**WHAT IS NEEDED:** Your job is to copy every record exactly.

**DATA LISTING:**
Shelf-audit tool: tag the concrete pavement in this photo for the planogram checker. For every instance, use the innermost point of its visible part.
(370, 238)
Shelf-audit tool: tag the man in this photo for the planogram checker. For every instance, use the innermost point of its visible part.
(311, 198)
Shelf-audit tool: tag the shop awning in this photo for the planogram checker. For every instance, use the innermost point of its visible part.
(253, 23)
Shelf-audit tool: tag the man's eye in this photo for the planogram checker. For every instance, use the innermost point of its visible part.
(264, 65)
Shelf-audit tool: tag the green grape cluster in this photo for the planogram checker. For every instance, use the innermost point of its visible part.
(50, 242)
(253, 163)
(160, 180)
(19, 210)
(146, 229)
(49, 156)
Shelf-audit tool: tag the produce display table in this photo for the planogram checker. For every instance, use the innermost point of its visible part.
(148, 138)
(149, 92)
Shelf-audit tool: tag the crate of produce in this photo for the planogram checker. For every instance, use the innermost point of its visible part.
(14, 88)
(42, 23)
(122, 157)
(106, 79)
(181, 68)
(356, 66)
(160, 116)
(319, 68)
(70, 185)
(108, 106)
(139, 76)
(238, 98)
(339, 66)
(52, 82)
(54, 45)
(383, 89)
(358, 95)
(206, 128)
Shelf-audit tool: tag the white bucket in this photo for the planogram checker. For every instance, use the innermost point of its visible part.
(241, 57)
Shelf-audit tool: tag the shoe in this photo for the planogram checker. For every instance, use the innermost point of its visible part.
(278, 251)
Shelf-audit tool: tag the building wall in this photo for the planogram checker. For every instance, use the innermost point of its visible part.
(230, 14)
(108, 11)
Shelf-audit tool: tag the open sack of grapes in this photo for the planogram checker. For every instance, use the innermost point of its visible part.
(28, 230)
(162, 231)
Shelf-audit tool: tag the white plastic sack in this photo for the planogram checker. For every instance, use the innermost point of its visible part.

**RESULT:**
Shelf-audit tool: tag the concrete pavement in this photo for the planogram checker. For every instance, use the innermost point of its visible part.
(370, 238)
Shelf-audit tool: tag the man in this photo for the planogram checker. For every instance, use the innermost point of its visible part.
(311, 198)
Shelf-audit tool: tag the shop awning in this photo for the planogram checker. For every instance, use the innermost point of its visible part.
(253, 23)
Shelf-audit tool: tag the man's eye in this photo for the planogram checker. For every instance, use the innermost point of its visible part.
(264, 65)
Shelf-audit tool: tag the green grape cluster in this photo for the planogram checker. For every instance, use the innermost point of its visible part.
(50, 242)
(253, 163)
(160, 180)
(19, 210)
(146, 229)
(49, 156)
Shelf-audit tool: tag the produce display table in this photo for the planogram checker. For every instance, use the innermost point of its visible part.
(148, 138)
(149, 92)
Shelf-audit tool: tag the crate of produce in this photo for the planogram checker. For every instance, use the innermost point of its visible part.
(14, 88)
(42, 23)
(122, 157)
(106, 79)
(181, 68)
(356, 66)
(160, 116)
(319, 68)
(70, 185)
(108, 106)
(139, 76)
(238, 98)
(339, 66)
(52, 82)
(54, 45)
(383, 89)
(358, 95)
(206, 128)
Shelf-audit tool: tag the white bucket in this photo for the planogram checker. For every instance, use the innermost point of its visible part.
(241, 57)
Shelf-audit tool: tag the shoe in this photo for the planogram checker. For every instance, use the innermost point of its visible part.
(278, 251)
Shelf-audit tool: tag the building wall in this photo for the planogram checker. For every instance, use the innermost point of its visible part.
(230, 14)
(108, 11)
Shelf-audit tool: tag the open sack of grapes in this photo for the planogram checker. For every instance, use the innermost point of its visible part.
(28, 230)
(162, 231)
Shelf-audit tool: tag the white plastic sack in this photo for the planogram checker. For every instance, use the innermost point of its visible part.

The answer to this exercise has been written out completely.